**Records shown:**
BEGIN
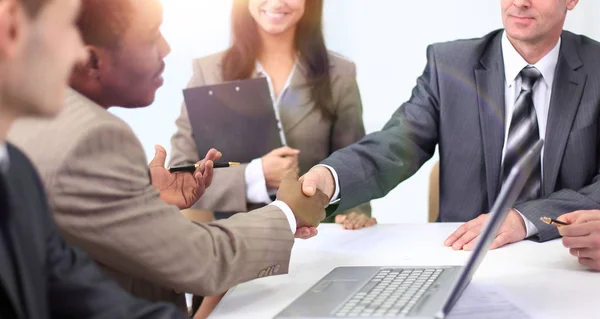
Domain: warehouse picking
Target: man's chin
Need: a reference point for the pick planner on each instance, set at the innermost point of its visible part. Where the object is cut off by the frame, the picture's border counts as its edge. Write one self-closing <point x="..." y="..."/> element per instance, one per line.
<point x="139" y="103"/>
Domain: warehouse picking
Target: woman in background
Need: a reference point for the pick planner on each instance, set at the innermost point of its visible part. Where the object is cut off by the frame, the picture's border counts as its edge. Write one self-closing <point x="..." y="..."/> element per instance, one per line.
<point x="314" y="92"/>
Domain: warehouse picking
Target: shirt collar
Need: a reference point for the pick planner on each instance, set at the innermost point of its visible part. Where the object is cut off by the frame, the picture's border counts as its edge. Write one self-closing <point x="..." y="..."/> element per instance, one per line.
<point x="4" y="160"/>
<point x="514" y="62"/>
<point x="260" y="71"/>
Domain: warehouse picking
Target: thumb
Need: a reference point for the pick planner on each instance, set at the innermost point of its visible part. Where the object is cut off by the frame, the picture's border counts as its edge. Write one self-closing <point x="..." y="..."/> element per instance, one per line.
<point x="290" y="176"/>
<point x="160" y="156"/>
<point x="310" y="181"/>
<point x="569" y="218"/>
<point x="285" y="151"/>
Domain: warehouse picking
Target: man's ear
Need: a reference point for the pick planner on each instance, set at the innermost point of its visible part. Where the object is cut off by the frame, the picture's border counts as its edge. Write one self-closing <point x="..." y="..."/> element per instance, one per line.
<point x="91" y="67"/>
<point x="13" y="22"/>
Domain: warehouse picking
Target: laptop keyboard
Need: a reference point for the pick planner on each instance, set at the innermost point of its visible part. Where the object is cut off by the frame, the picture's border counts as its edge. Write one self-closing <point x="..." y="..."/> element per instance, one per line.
<point x="391" y="293"/>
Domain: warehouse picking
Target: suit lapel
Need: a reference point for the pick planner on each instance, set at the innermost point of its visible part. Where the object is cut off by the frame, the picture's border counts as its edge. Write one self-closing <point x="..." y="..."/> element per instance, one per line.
<point x="491" y="105"/>
<point x="297" y="101"/>
<point x="566" y="95"/>
<point x="8" y="276"/>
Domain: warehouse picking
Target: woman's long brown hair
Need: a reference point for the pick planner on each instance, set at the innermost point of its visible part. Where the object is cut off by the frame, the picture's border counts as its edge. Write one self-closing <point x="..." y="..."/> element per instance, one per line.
<point x="240" y="59"/>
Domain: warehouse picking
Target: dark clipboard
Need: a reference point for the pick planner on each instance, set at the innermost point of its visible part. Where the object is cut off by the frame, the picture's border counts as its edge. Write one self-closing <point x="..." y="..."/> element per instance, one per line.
<point x="237" y="118"/>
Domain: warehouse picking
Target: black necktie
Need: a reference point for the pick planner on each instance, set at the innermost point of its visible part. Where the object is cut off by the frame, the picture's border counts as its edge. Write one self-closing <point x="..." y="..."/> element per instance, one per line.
<point x="523" y="133"/>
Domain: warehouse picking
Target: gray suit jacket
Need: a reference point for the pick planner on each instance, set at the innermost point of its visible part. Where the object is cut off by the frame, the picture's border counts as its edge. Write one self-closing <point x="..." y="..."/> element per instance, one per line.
<point x="305" y="129"/>
<point x="96" y="175"/>
<point x="458" y="104"/>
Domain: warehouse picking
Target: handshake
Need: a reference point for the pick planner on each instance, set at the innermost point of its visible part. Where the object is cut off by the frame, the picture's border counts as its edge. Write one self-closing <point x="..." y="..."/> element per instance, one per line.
<point x="307" y="197"/>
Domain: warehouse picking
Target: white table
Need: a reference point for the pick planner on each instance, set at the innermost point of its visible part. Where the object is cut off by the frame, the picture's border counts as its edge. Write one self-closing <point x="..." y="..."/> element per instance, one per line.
<point x="541" y="279"/>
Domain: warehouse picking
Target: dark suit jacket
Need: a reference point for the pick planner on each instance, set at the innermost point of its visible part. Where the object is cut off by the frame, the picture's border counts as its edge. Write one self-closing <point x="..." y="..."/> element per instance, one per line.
<point x="458" y="104"/>
<point x="40" y="276"/>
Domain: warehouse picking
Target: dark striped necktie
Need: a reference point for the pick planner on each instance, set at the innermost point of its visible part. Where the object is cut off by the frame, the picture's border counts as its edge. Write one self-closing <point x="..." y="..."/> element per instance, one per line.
<point x="523" y="133"/>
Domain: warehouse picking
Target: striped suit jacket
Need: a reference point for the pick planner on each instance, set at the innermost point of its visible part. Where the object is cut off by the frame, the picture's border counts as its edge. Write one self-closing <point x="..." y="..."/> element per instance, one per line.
<point x="96" y="175"/>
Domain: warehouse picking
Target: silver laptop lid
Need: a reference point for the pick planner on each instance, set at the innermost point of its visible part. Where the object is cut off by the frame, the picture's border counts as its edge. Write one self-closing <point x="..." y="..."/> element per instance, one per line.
<point x="509" y="193"/>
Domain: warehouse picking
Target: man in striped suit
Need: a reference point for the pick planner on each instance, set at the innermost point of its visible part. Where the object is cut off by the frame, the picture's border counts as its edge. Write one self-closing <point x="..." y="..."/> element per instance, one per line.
<point x="96" y="175"/>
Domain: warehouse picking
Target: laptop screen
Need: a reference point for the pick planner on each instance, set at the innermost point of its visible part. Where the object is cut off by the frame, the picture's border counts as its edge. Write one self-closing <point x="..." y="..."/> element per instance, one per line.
<point x="504" y="202"/>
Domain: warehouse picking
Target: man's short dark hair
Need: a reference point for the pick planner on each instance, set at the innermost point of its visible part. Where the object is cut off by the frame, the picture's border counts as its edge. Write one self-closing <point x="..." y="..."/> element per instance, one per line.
<point x="102" y="22"/>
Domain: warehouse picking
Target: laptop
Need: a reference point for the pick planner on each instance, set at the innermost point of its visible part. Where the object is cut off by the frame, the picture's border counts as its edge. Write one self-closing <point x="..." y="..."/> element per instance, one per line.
<point x="409" y="292"/>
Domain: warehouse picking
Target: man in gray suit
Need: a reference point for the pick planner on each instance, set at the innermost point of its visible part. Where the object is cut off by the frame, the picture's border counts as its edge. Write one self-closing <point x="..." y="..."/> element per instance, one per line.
<point x="483" y="101"/>
<point x="96" y="175"/>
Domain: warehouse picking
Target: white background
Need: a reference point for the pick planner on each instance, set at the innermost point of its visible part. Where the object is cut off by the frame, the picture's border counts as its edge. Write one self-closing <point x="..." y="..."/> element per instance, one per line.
<point x="385" y="38"/>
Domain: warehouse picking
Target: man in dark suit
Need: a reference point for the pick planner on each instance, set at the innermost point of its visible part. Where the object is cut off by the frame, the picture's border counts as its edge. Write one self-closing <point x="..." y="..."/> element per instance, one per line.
<point x="483" y="101"/>
<point x="40" y="276"/>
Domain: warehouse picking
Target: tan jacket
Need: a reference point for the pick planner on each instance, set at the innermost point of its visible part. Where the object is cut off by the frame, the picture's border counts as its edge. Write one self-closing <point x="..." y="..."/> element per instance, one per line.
<point x="96" y="175"/>
<point x="304" y="126"/>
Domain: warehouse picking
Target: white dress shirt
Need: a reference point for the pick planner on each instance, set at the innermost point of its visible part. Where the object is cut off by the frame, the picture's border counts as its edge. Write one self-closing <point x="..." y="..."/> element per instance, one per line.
<point x="542" y="92"/>
<point x="4" y="160"/>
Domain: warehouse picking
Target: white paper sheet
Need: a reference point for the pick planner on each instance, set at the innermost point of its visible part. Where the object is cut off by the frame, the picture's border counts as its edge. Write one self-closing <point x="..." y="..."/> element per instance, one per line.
<point x="485" y="303"/>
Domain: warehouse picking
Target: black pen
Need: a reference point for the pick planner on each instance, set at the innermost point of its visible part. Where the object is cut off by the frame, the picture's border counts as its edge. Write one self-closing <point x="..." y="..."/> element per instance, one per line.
<point x="551" y="221"/>
<point x="192" y="168"/>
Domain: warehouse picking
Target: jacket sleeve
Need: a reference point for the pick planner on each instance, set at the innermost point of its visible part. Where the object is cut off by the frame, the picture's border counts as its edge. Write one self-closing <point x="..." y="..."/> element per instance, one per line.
<point x="104" y="203"/>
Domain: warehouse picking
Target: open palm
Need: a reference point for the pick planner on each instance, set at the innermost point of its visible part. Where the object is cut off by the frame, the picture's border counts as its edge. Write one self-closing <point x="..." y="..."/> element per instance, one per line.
<point x="181" y="189"/>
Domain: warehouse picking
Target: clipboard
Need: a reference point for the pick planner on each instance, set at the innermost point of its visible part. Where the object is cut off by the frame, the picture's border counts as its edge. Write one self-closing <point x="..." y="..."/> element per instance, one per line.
<point x="237" y="118"/>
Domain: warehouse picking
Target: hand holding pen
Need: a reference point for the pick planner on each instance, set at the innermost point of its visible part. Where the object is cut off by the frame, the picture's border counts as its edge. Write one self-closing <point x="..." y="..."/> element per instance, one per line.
<point x="581" y="235"/>
<point x="182" y="190"/>
<point x="193" y="167"/>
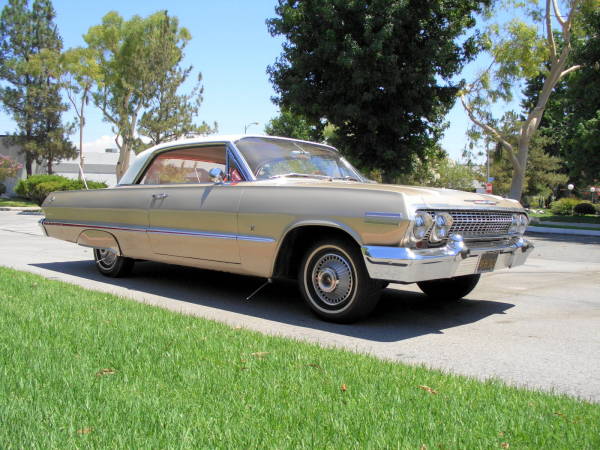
END
**What the task requires:** Return every line of the items above that contains the word "suit".

**Correct answer:**
Target: suit lapel
Target: gray suit jacket
Target: dark suit jacket
Target: striped suit jacket
Target: man in striped suit
Target: man in gray suit
Target: man in dark suit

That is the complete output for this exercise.